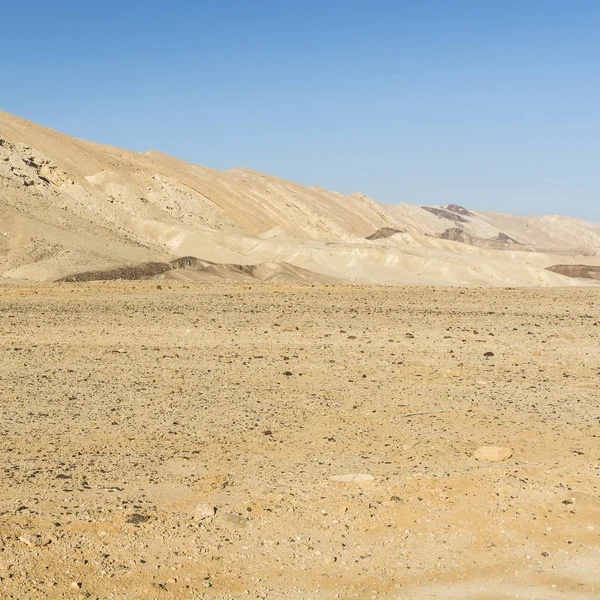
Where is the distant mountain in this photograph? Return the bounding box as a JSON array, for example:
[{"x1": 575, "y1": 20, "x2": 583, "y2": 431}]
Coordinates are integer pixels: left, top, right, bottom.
[{"x1": 0, "y1": 112, "x2": 600, "y2": 286}]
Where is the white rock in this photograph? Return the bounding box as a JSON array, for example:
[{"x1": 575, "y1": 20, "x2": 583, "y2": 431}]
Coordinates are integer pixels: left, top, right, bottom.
[
  {"x1": 473, "y1": 446, "x2": 512, "y2": 462},
  {"x1": 194, "y1": 503, "x2": 217, "y2": 521}
]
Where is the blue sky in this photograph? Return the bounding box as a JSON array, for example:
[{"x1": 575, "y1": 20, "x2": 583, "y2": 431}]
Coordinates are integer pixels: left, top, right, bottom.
[{"x1": 0, "y1": 0, "x2": 600, "y2": 222}]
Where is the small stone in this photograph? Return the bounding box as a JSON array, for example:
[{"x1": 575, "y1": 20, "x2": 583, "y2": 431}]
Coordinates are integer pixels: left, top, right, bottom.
[
  {"x1": 194, "y1": 503, "x2": 217, "y2": 521},
  {"x1": 125, "y1": 513, "x2": 150, "y2": 525},
  {"x1": 218, "y1": 513, "x2": 248, "y2": 529},
  {"x1": 473, "y1": 446, "x2": 512, "y2": 462},
  {"x1": 329, "y1": 473, "x2": 375, "y2": 483}
]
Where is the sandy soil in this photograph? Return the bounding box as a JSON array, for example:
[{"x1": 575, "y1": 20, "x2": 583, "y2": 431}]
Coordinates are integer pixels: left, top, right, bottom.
[{"x1": 0, "y1": 282, "x2": 600, "y2": 600}]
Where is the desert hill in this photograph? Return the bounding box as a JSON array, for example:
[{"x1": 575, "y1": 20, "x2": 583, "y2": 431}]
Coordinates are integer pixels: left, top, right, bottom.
[{"x1": 0, "y1": 112, "x2": 600, "y2": 286}]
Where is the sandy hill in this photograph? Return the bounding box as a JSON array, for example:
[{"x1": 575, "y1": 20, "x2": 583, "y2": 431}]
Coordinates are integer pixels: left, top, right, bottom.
[{"x1": 0, "y1": 112, "x2": 600, "y2": 286}]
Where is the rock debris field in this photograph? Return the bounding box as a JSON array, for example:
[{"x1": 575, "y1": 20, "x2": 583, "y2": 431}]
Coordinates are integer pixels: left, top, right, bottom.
[{"x1": 0, "y1": 281, "x2": 600, "y2": 600}]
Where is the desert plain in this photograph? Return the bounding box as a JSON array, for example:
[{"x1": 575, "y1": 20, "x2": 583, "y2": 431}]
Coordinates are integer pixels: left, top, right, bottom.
[{"x1": 0, "y1": 280, "x2": 600, "y2": 600}]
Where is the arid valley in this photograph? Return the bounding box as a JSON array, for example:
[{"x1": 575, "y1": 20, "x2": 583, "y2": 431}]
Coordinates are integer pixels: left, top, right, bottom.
[{"x1": 0, "y1": 279, "x2": 600, "y2": 600}]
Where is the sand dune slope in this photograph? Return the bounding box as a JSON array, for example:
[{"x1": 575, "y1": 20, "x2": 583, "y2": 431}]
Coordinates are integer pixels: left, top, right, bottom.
[{"x1": 0, "y1": 112, "x2": 600, "y2": 285}]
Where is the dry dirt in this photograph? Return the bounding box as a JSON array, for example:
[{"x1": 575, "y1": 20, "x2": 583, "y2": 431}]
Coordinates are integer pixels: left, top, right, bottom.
[{"x1": 0, "y1": 281, "x2": 600, "y2": 600}]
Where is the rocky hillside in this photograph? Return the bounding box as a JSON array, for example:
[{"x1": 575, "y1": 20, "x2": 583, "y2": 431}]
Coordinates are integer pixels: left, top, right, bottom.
[{"x1": 0, "y1": 112, "x2": 600, "y2": 285}]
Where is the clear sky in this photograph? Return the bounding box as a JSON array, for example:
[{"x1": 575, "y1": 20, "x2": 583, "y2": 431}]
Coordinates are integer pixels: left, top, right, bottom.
[{"x1": 0, "y1": 0, "x2": 600, "y2": 222}]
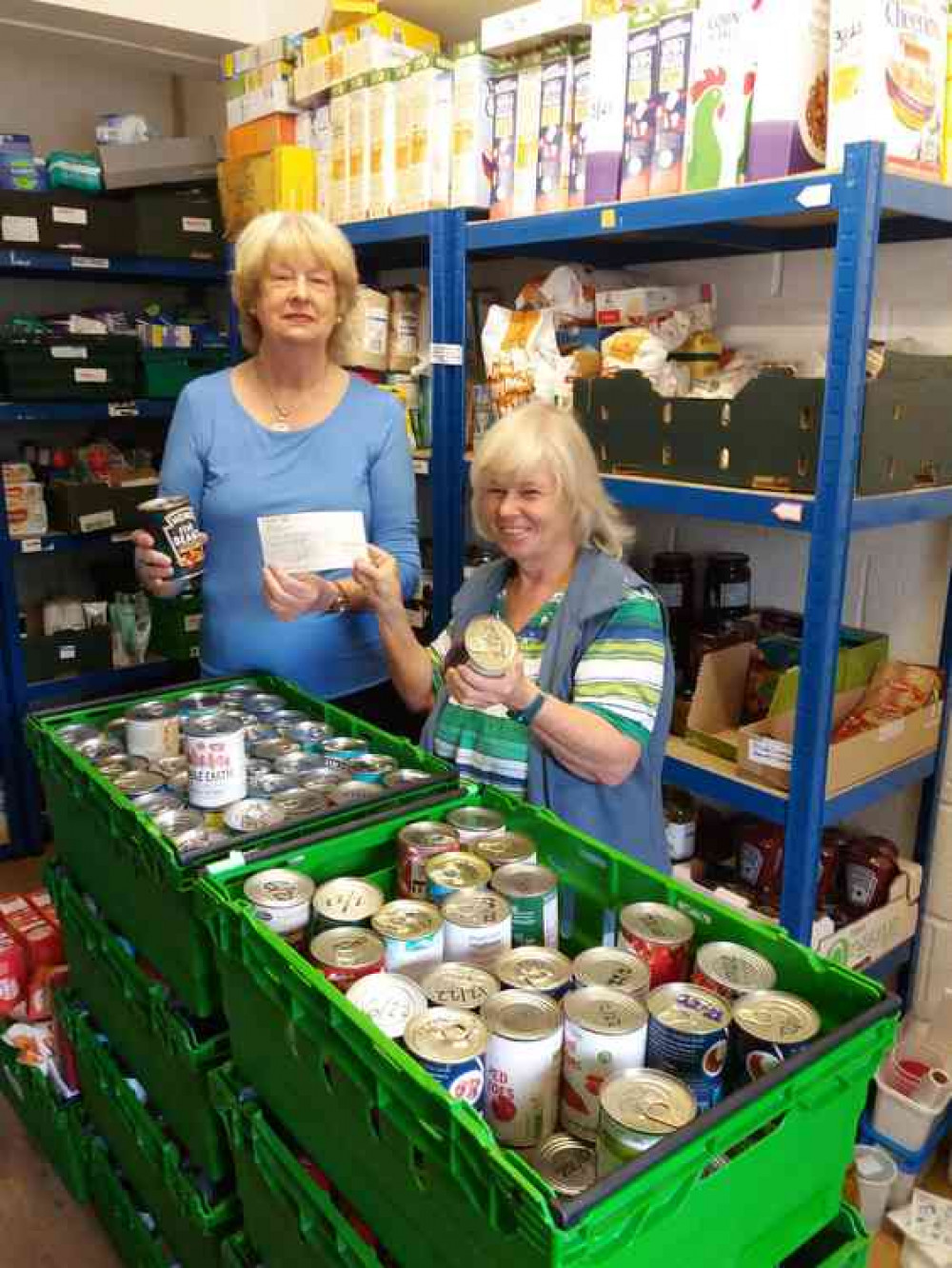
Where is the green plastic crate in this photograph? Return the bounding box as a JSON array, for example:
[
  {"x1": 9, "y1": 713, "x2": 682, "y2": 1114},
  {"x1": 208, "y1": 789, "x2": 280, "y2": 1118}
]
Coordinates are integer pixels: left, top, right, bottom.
[
  {"x1": 0, "y1": 1038, "x2": 89, "y2": 1202},
  {"x1": 211, "y1": 1066, "x2": 380, "y2": 1268},
  {"x1": 200, "y1": 790, "x2": 898, "y2": 1268},
  {"x1": 57, "y1": 992, "x2": 241, "y2": 1268},
  {"x1": 46, "y1": 866, "x2": 230, "y2": 1180},
  {"x1": 87, "y1": 1139, "x2": 172, "y2": 1268},
  {"x1": 27, "y1": 673, "x2": 458, "y2": 1017}
]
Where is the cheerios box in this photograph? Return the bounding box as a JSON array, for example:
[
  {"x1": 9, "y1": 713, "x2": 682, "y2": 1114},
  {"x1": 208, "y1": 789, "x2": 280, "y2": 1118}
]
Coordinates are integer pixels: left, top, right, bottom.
[{"x1": 826, "y1": 0, "x2": 948, "y2": 180}]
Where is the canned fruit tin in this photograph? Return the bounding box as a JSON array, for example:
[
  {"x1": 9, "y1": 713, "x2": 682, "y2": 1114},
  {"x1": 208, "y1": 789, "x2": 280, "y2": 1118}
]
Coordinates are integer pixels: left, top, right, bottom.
[
  {"x1": 181, "y1": 714, "x2": 248, "y2": 810},
  {"x1": 403, "y1": 1008, "x2": 489, "y2": 1113},
  {"x1": 619, "y1": 902, "x2": 695, "y2": 988},
  {"x1": 572, "y1": 947, "x2": 650, "y2": 1000},
  {"x1": 492, "y1": 946, "x2": 572, "y2": 1000},
  {"x1": 731, "y1": 990, "x2": 821, "y2": 1083},
  {"x1": 483, "y1": 990, "x2": 562, "y2": 1149},
  {"x1": 347, "y1": 973, "x2": 427, "y2": 1040},
  {"x1": 691, "y1": 942, "x2": 777, "y2": 1001},
  {"x1": 370, "y1": 898, "x2": 443, "y2": 978},
  {"x1": 463, "y1": 616, "x2": 519, "y2": 679},
  {"x1": 647, "y1": 981, "x2": 731, "y2": 1110},
  {"x1": 135, "y1": 494, "x2": 206, "y2": 581},
  {"x1": 310, "y1": 876, "x2": 387, "y2": 929},
  {"x1": 596, "y1": 1070, "x2": 697, "y2": 1179},
  {"x1": 397, "y1": 821, "x2": 459, "y2": 898},
  {"x1": 244, "y1": 867, "x2": 316, "y2": 944},
  {"x1": 426, "y1": 849, "x2": 492, "y2": 902},
  {"x1": 223, "y1": 796, "x2": 284, "y2": 833},
  {"x1": 420, "y1": 960, "x2": 502, "y2": 1012},
  {"x1": 126, "y1": 700, "x2": 180, "y2": 761},
  {"x1": 446, "y1": 805, "x2": 506, "y2": 845},
  {"x1": 537, "y1": 1131, "x2": 597, "y2": 1197},
  {"x1": 470, "y1": 832, "x2": 536, "y2": 870},
  {"x1": 443, "y1": 889, "x2": 512, "y2": 969},
  {"x1": 489, "y1": 863, "x2": 559, "y2": 947},
  {"x1": 559, "y1": 986, "x2": 647, "y2": 1141},
  {"x1": 310, "y1": 924, "x2": 384, "y2": 992}
]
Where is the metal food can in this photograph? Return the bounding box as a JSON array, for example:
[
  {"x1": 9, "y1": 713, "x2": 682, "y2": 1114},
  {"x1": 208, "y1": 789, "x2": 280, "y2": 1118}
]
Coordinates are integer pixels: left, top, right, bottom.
[
  {"x1": 731, "y1": 990, "x2": 821, "y2": 1083},
  {"x1": 463, "y1": 616, "x2": 519, "y2": 679},
  {"x1": 483, "y1": 990, "x2": 562, "y2": 1149},
  {"x1": 310, "y1": 924, "x2": 384, "y2": 992},
  {"x1": 489, "y1": 863, "x2": 559, "y2": 947},
  {"x1": 572, "y1": 947, "x2": 650, "y2": 1000},
  {"x1": 397, "y1": 821, "x2": 459, "y2": 898},
  {"x1": 420, "y1": 960, "x2": 502, "y2": 1012},
  {"x1": 559, "y1": 986, "x2": 647, "y2": 1139},
  {"x1": 310, "y1": 876, "x2": 387, "y2": 929},
  {"x1": 691, "y1": 942, "x2": 777, "y2": 1001},
  {"x1": 470, "y1": 830, "x2": 538, "y2": 871},
  {"x1": 527, "y1": 1131, "x2": 598, "y2": 1197},
  {"x1": 181, "y1": 714, "x2": 248, "y2": 810},
  {"x1": 135, "y1": 494, "x2": 206, "y2": 581},
  {"x1": 619, "y1": 902, "x2": 695, "y2": 988},
  {"x1": 370, "y1": 898, "x2": 443, "y2": 978},
  {"x1": 403, "y1": 1008, "x2": 489, "y2": 1113},
  {"x1": 446, "y1": 805, "x2": 506, "y2": 845},
  {"x1": 126, "y1": 700, "x2": 179, "y2": 761},
  {"x1": 493, "y1": 946, "x2": 572, "y2": 1000},
  {"x1": 596, "y1": 1070, "x2": 697, "y2": 1179},
  {"x1": 443, "y1": 889, "x2": 512, "y2": 969},
  {"x1": 347, "y1": 753, "x2": 397, "y2": 783},
  {"x1": 647, "y1": 981, "x2": 731, "y2": 1111},
  {"x1": 426, "y1": 849, "x2": 492, "y2": 902},
  {"x1": 347, "y1": 973, "x2": 427, "y2": 1040},
  {"x1": 245, "y1": 867, "x2": 316, "y2": 946}
]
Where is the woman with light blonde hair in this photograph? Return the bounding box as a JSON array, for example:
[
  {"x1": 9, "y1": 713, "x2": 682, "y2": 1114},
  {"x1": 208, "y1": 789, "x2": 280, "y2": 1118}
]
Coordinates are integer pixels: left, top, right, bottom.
[{"x1": 134, "y1": 211, "x2": 420, "y2": 729}]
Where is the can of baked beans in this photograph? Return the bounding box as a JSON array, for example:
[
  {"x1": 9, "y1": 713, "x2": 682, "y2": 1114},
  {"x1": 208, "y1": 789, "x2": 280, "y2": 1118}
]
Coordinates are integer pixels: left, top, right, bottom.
[
  {"x1": 691, "y1": 942, "x2": 777, "y2": 1001},
  {"x1": 647, "y1": 981, "x2": 731, "y2": 1111},
  {"x1": 397, "y1": 821, "x2": 459, "y2": 898},
  {"x1": 559, "y1": 986, "x2": 647, "y2": 1139},
  {"x1": 489, "y1": 863, "x2": 559, "y2": 947},
  {"x1": 619, "y1": 902, "x2": 695, "y2": 988},
  {"x1": 135, "y1": 496, "x2": 206, "y2": 581},
  {"x1": 181, "y1": 714, "x2": 248, "y2": 810},
  {"x1": 483, "y1": 990, "x2": 562, "y2": 1149},
  {"x1": 310, "y1": 924, "x2": 384, "y2": 992}
]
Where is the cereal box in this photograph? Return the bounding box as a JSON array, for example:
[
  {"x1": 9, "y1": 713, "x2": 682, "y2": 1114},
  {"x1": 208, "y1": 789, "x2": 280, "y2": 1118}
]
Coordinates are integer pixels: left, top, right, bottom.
[
  {"x1": 826, "y1": 0, "x2": 948, "y2": 180},
  {"x1": 649, "y1": 10, "x2": 695, "y2": 194},
  {"x1": 746, "y1": 0, "x2": 830, "y2": 180}
]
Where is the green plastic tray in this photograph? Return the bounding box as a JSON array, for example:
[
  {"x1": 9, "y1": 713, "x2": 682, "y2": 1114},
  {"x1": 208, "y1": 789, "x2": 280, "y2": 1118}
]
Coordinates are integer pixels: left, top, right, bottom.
[
  {"x1": 0, "y1": 1039, "x2": 89, "y2": 1202},
  {"x1": 27, "y1": 673, "x2": 458, "y2": 1017},
  {"x1": 202, "y1": 791, "x2": 898, "y2": 1268},
  {"x1": 46, "y1": 864, "x2": 230, "y2": 1180},
  {"x1": 57, "y1": 992, "x2": 241, "y2": 1268},
  {"x1": 211, "y1": 1066, "x2": 380, "y2": 1268}
]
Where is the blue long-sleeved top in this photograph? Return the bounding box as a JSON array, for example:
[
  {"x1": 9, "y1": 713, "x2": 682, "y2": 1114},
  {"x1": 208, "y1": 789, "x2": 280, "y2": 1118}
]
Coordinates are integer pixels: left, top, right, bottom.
[{"x1": 161, "y1": 370, "x2": 420, "y2": 698}]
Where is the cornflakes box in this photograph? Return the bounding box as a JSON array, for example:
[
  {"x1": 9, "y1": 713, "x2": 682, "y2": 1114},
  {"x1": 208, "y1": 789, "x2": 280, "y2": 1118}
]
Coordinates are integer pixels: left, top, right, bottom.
[{"x1": 828, "y1": 0, "x2": 948, "y2": 180}]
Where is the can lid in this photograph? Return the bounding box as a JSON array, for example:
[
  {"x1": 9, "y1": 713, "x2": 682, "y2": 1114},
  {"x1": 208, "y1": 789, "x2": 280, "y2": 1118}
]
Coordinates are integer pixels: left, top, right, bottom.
[
  {"x1": 734, "y1": 990, "x2": 821, "y2": 1043},
  {"x1": 565, "y1": 986, "x2": 647, "y2": 1035},
  {"x1": 483, "y1": 990, "x2": 562, "y2": 1041},
  {"x1": 403, "y1": 1008, "x2": 489, "y2": 1065},
  {"x1": 598, "y1": 1070, "x2": 697, "y2": 1136}
]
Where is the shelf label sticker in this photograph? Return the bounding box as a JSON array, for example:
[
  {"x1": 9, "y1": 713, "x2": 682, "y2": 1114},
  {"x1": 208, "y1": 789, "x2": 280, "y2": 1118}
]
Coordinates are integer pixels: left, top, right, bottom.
[
  {"x1": 429, "y1": 344, "x2": 463, "y2": 366},
  {"x1": 796, "y1": 180, "x2": 833, "y2": 211}
]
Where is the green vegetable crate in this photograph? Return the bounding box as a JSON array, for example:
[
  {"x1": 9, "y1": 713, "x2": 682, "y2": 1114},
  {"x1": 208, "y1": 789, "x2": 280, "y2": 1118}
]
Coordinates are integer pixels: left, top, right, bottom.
[
  {"x1": 56, "y1": 992, "x2": 241, "y2": 1268},
  {"x1": 27, "y1": 673, "x2": 458, "y2": 1017},
  {"x1": 46, "y1": 866, "x2": 232, "y2": 1180},
  {"x1": 0, "y1": 1035, "x2": 89, "y2": 1202},
  {"x1": 200, "y1": 791, "x2": 899, "y2": 1268}
]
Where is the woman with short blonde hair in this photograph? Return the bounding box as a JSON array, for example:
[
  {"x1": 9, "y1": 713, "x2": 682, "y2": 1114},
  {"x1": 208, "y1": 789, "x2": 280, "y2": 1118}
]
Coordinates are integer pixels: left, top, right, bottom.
[{"x1": 135, "y1": 211, "x2": 420, "y2": 729}]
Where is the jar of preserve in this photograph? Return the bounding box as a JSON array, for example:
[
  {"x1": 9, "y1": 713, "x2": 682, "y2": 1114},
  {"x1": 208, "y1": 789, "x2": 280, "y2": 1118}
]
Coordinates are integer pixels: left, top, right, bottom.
[{"x1": 704, "y1": 550, "x2": 750, "y2": 629}]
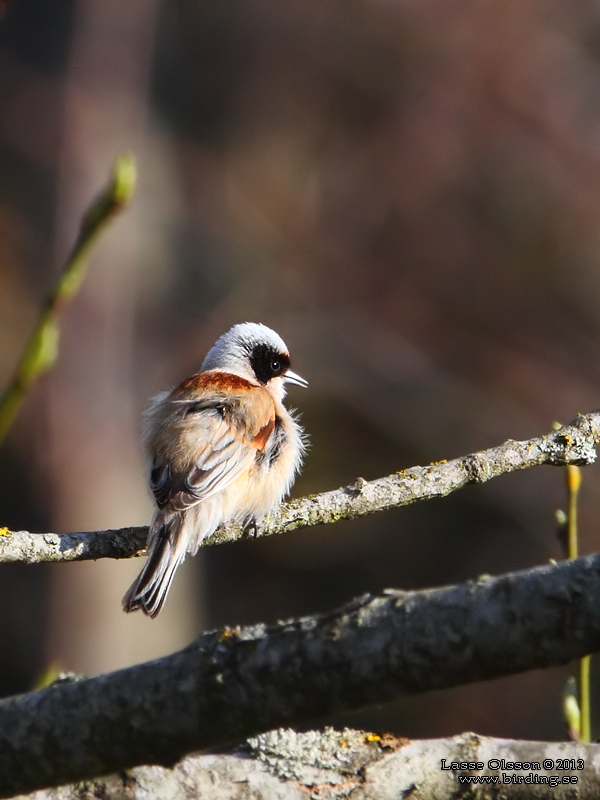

········

- _Objective_
Select and copy every line in the items above that contains the word "sandy". Case counts.

- _Exercise answer_
Where is the sandy soil in this photograph? Return the bounding box as a JSON array, for example:
Where is the sandy hill in this photograph? Return the bounding box as a JSON array, for example:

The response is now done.